> **Exercises**:
[1] Answer these questions from the microreactor article:
(a) Which company is developing the eVinci design?
(b) How many trucks are needed to transport the eVinci?
(c) For how long is the reactor core designed to operate?
[2] Reproduce the part of the microreactor article from "The company says" to "require frequent refueling.".
[3] List everything the microreactor article says the trucks carry when transporting the eVinci.

> **Text for analysis**:
Nuclear ‘Microreactor’ Could Supply Power to Remote Consumers

The Westinghouse Electric Company, a US provider of nuclear technology, is developing a design for a reliable, low-maintenance compact heat pipe reactor that could be deployed in remote locations or for other applications requiring autonomous off-grid power generation. Westinghouse claims its eVinci nuclear “microreactor” is disruptive and could help decarbonize electricity production.

The company says the main benefits of microreactor are its solid core and advanced heat pipes, the latter facilitating passive core heat extraction for autonomous operation and load following, i.e., the ability to adapt power output to match demand fluctuations. As such, Westinghouse says, the eVinci has minimal moving parts and almost operates as a “solid-state” reactor. Its compact design means the eVinci can be transported by four trucks carrying the reactor, the electrical conversion system, instrumentation and controls, and additional equipment. The core of the reactor is designed to operate for three years or more, so that it would not require frequent refueling.

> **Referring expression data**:
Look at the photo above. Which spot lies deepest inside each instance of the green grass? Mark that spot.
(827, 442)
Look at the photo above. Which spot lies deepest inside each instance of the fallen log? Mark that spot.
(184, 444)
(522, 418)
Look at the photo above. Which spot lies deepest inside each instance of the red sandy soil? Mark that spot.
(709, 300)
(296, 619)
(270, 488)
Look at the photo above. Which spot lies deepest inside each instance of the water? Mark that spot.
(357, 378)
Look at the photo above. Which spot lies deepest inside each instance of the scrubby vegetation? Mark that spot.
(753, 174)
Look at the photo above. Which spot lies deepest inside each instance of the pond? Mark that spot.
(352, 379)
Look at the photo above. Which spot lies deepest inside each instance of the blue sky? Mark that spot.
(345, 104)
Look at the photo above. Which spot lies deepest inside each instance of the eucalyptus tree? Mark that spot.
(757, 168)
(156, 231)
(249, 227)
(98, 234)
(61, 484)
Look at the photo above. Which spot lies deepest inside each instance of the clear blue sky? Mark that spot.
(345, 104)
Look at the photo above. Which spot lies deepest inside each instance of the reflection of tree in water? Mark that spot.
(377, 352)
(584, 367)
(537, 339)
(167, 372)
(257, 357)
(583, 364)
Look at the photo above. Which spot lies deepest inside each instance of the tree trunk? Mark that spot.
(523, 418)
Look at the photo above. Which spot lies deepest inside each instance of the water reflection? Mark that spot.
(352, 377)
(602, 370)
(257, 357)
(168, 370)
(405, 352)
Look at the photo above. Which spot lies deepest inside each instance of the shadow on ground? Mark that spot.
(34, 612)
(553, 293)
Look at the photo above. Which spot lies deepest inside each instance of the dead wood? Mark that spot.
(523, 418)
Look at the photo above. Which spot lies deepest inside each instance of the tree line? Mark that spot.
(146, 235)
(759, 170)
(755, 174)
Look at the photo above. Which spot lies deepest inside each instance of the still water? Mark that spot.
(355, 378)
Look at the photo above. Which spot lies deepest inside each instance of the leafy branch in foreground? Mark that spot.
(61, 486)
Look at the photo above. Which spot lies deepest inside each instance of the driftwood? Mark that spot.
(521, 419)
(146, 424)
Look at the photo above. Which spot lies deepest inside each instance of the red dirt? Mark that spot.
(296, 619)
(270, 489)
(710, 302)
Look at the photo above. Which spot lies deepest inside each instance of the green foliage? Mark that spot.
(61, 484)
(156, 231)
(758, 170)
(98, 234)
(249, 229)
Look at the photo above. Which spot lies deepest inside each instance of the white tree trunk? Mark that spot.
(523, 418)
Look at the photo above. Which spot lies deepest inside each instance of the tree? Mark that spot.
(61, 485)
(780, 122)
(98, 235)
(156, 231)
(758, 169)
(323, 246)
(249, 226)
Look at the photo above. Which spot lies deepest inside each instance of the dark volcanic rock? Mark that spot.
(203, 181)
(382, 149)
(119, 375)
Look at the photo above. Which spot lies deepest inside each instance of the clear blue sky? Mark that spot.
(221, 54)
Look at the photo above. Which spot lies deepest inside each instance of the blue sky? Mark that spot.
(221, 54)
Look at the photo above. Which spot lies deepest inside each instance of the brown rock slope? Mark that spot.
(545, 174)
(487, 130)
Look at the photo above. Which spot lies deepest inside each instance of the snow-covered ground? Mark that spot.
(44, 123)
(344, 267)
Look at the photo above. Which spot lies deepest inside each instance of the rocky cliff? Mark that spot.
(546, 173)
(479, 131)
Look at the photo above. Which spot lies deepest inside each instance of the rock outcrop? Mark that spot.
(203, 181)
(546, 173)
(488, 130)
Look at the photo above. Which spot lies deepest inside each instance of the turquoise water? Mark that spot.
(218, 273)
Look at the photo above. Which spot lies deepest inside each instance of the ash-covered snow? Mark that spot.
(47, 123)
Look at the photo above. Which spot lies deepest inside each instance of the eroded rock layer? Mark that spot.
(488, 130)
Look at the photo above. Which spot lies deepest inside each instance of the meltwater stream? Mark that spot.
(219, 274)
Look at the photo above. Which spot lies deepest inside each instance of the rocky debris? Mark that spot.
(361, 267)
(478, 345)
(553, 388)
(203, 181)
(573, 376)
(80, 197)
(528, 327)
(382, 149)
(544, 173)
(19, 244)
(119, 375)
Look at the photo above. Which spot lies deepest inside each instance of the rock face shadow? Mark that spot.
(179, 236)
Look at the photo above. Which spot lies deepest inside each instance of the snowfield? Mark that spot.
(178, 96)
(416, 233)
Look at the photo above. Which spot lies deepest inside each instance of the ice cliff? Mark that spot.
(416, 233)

---

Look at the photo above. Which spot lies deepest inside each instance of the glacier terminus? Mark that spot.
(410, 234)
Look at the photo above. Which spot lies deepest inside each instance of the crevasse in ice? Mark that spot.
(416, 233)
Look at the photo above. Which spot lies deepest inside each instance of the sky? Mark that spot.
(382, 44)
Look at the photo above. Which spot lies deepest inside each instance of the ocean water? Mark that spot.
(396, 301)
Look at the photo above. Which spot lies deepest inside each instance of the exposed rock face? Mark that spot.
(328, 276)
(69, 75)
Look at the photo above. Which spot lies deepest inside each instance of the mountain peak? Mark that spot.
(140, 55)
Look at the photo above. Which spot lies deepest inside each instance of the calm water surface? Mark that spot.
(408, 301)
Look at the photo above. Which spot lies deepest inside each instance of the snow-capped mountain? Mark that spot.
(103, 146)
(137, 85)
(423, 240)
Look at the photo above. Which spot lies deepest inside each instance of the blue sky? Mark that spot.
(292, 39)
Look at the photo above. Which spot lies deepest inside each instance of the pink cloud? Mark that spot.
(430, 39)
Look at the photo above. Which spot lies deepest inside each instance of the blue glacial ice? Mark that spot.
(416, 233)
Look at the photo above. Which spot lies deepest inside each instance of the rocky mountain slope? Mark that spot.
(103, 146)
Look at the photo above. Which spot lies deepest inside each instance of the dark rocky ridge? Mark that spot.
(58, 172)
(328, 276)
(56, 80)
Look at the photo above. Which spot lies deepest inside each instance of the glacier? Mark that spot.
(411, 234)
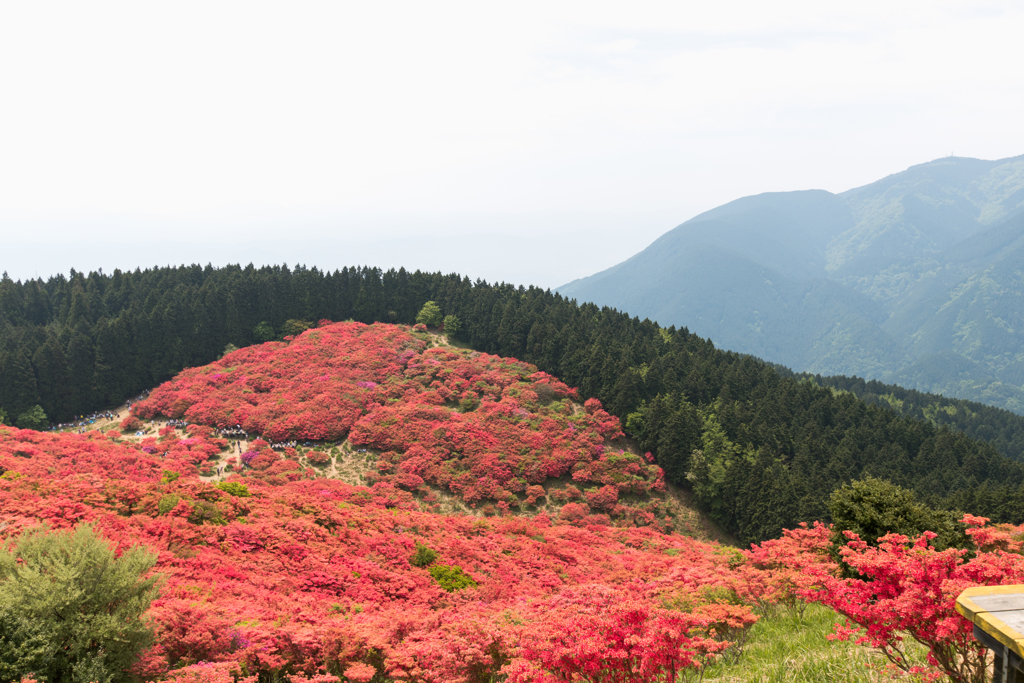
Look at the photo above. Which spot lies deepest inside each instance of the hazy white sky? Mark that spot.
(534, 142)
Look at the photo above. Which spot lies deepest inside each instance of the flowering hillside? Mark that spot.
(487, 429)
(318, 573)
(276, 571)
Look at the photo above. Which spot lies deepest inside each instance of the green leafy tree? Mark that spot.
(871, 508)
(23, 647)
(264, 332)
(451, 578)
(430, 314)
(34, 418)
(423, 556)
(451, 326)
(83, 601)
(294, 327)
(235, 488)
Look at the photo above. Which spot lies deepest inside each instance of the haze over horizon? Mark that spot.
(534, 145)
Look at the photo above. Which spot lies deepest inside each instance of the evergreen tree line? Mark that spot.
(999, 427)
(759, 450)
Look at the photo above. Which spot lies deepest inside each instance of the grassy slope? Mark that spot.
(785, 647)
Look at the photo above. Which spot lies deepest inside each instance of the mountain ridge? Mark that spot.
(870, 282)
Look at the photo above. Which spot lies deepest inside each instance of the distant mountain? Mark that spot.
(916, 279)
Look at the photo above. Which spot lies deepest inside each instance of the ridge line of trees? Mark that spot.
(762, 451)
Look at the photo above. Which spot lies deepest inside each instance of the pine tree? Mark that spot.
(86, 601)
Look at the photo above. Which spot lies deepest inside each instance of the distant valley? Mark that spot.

==

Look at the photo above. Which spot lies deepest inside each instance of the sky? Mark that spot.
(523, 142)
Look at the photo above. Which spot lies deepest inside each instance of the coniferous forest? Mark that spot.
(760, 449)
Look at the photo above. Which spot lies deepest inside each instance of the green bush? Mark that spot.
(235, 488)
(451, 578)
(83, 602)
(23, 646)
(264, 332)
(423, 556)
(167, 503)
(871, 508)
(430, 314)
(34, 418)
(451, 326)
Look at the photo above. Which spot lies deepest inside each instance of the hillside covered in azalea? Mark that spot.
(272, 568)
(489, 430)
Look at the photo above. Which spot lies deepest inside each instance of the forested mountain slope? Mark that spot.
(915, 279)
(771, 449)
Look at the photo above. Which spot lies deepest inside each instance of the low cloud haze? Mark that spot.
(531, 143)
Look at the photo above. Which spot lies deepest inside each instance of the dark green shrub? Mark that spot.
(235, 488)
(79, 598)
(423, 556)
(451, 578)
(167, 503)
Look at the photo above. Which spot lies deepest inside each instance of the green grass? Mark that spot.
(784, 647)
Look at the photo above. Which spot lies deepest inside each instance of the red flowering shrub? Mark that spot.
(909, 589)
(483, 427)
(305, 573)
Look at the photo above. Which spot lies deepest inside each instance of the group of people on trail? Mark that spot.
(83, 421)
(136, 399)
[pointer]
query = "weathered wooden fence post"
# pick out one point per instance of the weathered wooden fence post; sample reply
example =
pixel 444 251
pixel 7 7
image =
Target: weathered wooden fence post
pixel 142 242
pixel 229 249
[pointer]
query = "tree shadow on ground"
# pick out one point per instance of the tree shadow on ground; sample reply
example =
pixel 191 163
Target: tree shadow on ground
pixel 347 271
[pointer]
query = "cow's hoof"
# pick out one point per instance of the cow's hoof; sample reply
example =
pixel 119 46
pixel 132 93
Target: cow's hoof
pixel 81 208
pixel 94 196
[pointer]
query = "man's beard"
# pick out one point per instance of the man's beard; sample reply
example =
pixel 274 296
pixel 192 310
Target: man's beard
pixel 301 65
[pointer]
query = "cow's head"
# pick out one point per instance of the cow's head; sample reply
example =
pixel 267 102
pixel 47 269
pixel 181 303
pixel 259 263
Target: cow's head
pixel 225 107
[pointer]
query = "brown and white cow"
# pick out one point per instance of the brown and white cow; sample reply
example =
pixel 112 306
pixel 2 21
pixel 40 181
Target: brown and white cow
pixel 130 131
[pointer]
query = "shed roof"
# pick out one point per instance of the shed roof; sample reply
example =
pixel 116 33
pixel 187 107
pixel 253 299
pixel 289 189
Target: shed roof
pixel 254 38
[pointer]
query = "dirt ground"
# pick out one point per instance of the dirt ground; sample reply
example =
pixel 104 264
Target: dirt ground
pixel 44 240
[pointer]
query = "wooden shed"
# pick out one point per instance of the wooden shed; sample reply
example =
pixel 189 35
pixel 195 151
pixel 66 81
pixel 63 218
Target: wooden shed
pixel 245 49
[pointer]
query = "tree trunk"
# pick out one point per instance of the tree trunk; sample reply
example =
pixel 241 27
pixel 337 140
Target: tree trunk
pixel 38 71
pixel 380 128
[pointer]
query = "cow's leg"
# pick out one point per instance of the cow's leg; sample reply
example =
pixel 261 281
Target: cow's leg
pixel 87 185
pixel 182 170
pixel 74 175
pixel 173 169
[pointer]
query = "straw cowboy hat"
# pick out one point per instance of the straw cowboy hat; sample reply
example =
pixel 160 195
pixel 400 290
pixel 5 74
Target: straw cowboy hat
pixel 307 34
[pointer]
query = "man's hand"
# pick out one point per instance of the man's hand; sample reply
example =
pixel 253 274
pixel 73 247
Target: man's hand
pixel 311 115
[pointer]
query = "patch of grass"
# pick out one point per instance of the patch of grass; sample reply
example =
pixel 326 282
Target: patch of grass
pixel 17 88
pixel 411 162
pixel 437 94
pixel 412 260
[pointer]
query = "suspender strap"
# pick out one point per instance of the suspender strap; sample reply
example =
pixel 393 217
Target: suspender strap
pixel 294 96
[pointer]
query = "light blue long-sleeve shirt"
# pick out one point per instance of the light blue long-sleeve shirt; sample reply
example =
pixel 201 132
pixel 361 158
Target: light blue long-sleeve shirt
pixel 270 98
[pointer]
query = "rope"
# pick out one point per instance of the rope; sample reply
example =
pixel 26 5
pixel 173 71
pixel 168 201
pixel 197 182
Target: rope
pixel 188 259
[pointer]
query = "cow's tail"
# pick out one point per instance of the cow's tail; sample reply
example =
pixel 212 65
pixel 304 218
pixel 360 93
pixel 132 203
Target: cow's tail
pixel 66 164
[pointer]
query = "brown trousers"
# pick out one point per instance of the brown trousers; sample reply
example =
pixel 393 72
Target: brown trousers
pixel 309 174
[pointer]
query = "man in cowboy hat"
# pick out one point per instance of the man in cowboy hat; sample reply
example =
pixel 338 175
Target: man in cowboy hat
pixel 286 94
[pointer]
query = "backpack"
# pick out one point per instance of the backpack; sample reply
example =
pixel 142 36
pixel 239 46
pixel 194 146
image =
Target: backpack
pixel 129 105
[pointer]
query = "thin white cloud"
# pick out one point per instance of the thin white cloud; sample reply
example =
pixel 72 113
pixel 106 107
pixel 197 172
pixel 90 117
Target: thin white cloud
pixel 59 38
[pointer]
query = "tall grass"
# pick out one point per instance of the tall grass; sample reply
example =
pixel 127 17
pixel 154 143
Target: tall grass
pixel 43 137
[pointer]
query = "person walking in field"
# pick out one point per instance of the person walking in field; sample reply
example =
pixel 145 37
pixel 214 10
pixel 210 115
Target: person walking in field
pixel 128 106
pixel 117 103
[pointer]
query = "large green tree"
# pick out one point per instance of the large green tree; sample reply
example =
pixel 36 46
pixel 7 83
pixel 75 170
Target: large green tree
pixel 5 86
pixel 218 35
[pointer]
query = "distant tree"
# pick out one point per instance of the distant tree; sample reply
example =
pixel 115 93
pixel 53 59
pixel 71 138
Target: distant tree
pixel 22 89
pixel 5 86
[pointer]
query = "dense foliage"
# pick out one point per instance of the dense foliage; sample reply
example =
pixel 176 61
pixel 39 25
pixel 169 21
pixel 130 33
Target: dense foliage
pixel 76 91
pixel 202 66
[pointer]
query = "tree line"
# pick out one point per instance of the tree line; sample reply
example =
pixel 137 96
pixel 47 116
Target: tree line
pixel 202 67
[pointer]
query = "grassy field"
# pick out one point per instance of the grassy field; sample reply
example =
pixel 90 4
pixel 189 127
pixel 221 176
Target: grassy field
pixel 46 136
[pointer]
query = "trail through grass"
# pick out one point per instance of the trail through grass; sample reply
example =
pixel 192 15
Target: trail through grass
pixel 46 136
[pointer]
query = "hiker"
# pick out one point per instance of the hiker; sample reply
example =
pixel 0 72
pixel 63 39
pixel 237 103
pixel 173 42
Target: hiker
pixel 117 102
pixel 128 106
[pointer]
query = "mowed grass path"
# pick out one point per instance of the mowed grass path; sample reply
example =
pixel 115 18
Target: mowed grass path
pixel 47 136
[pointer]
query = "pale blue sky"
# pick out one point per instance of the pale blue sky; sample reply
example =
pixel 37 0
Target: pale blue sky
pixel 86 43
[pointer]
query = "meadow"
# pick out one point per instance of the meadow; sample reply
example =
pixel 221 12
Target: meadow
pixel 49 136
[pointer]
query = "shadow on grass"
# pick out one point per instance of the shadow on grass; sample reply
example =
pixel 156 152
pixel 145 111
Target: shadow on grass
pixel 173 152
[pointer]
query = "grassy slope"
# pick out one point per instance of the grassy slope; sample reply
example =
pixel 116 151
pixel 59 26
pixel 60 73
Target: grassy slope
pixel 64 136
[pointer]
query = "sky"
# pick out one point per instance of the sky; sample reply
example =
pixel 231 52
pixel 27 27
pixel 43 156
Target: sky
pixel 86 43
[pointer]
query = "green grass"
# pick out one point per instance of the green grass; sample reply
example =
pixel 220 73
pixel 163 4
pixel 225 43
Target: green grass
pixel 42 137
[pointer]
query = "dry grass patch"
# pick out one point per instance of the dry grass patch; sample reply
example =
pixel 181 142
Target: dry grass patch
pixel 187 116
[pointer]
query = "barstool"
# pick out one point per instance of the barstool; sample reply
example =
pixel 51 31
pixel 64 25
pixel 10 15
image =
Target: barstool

> **Task-by-task solutions**:
[1]
(a) The Westinghouse Electric Company
(b) Four
(c) Three years or more

[2]
The company says the main benefits of microreactor are its solid core and advanced heat pipes, the latter facilitating passive core heat extraction for autonomous operation and load following, i.e., the ability to adapt power output to match demand fluctuations. As such, Westinghouse says, the eVinci has minimal moving parts and almost operates as a “solid-state” reactor. Its compact design means the eVinci can be transported by four trucks carrying the reactor, the electrical conversion system, instrumentation and controls, and additional equipment. The core of the reactor is designed to operate for three years or more, so that it would not require frequent refueling.

[3]
- The reactor
- The electrical conversion system
- Instrumentation and controls
- Additional equipment